The problem:
Copy the records below word for word, starting at the line that has "Look at the image above. You need to find the winding" and stopping after the line that has "left=286, top=164, right=405, bottom=281".

Extracted records:
..........
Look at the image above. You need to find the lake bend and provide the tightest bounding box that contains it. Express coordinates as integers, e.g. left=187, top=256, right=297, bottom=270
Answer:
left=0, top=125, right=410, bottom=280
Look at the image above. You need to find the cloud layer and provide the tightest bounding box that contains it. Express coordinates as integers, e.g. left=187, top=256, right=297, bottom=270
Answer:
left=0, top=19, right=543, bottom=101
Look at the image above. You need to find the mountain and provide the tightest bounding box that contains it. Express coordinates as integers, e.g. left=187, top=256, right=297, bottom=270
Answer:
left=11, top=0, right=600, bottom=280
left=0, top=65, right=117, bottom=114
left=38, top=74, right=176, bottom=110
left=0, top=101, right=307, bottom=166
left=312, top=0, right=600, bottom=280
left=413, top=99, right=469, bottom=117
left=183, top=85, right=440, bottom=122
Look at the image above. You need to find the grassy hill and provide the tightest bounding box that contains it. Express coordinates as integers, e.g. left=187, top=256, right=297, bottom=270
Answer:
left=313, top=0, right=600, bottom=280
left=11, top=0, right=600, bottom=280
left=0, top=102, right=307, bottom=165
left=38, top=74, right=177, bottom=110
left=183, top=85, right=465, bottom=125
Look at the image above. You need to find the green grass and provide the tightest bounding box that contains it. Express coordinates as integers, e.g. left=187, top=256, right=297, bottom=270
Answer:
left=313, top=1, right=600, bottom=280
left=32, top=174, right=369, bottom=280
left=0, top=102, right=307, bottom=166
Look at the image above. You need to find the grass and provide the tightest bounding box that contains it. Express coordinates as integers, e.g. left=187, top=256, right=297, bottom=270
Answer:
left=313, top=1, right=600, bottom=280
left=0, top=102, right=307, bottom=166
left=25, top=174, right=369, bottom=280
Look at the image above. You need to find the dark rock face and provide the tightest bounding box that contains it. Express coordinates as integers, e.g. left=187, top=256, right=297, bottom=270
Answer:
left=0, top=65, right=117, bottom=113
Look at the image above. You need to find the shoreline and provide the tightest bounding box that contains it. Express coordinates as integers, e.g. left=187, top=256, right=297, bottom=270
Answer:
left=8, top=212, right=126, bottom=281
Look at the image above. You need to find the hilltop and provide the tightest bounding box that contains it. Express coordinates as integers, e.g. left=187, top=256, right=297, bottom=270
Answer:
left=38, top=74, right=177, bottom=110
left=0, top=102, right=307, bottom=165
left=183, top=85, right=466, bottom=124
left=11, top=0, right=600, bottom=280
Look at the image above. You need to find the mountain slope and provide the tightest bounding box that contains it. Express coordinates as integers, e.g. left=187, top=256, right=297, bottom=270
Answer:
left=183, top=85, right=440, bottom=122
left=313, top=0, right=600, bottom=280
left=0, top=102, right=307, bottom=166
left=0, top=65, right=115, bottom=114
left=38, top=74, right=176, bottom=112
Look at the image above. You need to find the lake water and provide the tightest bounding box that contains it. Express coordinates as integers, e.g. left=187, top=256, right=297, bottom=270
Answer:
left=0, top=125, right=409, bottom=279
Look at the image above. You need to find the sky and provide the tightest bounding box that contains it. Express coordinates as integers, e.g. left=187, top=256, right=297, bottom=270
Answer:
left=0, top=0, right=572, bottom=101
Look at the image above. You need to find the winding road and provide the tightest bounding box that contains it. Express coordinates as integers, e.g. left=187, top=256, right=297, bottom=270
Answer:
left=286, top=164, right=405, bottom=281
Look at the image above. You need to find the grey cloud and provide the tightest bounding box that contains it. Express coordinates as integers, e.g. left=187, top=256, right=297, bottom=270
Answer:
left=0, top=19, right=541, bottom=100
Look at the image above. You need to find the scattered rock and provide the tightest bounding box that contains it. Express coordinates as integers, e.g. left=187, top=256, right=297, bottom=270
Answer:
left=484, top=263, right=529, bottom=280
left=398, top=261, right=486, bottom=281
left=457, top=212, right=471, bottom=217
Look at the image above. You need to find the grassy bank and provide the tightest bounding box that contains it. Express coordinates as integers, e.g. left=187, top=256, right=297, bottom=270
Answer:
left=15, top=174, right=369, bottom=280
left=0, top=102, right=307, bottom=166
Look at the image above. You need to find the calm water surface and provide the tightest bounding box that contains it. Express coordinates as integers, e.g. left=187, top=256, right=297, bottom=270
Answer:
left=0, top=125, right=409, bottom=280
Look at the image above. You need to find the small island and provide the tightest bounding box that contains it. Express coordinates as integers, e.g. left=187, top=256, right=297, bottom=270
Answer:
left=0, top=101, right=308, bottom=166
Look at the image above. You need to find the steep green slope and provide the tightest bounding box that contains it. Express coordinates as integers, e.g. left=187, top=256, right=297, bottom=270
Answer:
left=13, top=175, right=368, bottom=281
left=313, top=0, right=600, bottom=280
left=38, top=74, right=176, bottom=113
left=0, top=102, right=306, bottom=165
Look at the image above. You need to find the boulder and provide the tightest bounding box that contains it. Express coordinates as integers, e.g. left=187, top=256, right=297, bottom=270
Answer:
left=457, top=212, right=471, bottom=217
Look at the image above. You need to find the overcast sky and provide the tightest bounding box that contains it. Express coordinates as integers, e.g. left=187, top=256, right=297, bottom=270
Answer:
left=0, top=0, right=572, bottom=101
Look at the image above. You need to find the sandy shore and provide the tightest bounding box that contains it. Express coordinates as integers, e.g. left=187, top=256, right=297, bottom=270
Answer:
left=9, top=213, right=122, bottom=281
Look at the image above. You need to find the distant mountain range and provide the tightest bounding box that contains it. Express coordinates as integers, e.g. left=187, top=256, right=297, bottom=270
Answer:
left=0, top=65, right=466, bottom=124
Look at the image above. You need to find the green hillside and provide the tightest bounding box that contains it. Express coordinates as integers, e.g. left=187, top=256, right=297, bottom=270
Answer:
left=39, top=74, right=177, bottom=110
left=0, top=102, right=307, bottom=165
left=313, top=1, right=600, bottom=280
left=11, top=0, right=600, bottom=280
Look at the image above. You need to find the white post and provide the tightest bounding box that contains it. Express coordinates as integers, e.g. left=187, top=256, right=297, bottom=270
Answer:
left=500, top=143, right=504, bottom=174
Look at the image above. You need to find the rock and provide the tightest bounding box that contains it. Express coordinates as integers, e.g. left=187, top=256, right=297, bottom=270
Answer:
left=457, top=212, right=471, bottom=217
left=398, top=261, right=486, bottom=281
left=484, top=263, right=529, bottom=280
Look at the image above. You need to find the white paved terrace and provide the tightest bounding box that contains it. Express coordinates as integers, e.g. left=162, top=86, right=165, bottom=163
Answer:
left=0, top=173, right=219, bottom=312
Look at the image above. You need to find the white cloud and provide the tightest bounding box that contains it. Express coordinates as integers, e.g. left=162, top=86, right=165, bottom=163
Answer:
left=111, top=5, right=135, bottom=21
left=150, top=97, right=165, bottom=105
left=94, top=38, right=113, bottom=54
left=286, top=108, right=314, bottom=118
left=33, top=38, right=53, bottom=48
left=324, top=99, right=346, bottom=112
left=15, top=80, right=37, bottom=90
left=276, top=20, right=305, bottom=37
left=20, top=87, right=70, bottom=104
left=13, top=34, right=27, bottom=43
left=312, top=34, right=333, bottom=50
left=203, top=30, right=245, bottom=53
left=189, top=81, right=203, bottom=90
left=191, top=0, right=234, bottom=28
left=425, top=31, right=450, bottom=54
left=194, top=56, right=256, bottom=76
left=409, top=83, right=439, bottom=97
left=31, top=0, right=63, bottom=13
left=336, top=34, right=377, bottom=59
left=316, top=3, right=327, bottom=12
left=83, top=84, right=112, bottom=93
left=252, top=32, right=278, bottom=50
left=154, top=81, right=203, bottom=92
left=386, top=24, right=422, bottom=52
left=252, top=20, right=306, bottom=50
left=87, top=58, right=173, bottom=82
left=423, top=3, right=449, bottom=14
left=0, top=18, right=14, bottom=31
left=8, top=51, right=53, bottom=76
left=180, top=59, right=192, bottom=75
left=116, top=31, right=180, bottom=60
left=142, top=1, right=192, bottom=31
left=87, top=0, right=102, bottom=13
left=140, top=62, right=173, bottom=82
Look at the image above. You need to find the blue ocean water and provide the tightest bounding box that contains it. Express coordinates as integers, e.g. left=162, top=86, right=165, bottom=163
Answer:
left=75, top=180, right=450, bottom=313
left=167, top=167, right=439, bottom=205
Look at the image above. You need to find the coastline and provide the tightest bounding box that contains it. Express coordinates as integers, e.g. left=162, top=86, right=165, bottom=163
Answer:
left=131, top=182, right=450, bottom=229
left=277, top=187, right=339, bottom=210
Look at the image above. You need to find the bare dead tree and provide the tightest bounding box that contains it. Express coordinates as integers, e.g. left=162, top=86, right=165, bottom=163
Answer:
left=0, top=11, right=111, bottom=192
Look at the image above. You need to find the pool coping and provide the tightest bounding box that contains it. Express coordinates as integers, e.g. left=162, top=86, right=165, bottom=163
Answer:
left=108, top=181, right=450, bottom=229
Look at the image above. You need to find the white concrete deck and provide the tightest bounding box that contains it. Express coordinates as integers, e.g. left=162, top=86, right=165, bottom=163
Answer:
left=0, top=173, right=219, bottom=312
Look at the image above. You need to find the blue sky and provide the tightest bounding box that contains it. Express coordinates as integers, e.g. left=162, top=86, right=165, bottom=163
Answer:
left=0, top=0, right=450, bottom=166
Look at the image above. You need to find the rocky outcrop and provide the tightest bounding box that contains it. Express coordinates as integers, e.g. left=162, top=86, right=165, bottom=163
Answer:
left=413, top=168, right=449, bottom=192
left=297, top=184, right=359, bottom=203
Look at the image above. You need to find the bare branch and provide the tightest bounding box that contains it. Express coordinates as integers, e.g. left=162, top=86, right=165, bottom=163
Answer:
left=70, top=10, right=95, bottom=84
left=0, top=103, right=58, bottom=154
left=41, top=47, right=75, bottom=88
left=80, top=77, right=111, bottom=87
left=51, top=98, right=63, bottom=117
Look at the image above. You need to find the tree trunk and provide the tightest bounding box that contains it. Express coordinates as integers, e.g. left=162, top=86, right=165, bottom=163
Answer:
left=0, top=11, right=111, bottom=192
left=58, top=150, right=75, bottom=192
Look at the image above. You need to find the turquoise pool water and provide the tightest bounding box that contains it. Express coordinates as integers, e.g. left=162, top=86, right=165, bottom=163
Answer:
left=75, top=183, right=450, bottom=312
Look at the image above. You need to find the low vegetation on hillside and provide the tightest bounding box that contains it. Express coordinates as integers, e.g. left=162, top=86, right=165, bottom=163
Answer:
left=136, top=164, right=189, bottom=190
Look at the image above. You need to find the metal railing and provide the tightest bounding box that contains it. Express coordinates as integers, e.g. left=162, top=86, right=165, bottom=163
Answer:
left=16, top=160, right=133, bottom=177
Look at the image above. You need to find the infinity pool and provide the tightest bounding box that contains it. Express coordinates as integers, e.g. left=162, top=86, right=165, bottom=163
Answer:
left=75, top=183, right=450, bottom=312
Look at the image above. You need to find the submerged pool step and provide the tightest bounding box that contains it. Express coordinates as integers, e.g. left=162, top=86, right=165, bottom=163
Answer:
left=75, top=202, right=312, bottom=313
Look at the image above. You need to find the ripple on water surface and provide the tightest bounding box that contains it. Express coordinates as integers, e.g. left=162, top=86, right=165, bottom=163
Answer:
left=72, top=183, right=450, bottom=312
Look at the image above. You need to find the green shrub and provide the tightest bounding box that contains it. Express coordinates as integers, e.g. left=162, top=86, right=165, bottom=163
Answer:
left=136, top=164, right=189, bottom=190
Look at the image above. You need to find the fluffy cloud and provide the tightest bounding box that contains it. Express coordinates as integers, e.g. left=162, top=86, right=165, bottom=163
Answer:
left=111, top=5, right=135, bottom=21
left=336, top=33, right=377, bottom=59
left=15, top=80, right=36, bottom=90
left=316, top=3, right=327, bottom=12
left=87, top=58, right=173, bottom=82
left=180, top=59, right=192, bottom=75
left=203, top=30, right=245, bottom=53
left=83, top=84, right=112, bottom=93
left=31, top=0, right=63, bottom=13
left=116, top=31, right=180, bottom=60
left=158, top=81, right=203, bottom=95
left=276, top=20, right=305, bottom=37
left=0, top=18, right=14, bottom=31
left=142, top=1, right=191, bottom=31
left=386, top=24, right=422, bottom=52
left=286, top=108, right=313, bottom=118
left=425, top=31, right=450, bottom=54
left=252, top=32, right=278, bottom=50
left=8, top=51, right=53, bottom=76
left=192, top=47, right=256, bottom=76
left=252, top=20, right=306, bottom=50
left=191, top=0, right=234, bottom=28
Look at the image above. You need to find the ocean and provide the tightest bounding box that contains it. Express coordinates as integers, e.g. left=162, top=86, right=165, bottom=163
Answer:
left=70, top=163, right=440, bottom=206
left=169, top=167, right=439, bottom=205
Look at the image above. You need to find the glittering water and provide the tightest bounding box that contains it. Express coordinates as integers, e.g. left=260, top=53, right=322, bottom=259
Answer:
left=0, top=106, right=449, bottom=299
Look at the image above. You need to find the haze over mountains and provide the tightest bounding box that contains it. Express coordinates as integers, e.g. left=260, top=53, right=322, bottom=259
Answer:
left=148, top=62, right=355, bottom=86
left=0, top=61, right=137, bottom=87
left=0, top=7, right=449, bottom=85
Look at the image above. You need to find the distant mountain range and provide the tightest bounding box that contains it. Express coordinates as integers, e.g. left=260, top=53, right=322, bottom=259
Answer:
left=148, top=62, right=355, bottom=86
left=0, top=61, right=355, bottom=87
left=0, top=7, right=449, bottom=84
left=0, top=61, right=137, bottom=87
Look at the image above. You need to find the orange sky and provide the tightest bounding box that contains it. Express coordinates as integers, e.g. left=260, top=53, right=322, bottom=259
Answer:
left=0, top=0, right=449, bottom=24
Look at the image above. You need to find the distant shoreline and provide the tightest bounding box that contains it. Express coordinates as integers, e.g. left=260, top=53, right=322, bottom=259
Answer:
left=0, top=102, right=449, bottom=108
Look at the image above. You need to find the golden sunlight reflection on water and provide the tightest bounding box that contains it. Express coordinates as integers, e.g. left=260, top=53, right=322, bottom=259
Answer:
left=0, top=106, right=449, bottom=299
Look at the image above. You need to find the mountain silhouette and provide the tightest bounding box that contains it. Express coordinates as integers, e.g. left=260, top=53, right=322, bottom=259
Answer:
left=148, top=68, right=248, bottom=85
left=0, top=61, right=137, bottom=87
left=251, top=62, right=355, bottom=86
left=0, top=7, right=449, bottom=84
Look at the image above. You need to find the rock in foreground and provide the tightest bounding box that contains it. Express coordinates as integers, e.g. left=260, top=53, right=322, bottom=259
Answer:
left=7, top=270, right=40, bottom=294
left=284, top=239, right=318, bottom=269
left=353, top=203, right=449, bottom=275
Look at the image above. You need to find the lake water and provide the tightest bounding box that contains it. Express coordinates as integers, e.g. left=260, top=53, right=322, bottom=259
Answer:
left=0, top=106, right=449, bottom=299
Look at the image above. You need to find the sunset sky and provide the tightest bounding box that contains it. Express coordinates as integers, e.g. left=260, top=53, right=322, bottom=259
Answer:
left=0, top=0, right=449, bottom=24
..........
Result of this task:
Look at the image above. You need to find the winding road and provide the tightest bounding box that contains it. Express coordinates as integers, e.g. left=187, top=256, right=297, bottom=270
Answer:
left=286, top=164, right=405, bottom=281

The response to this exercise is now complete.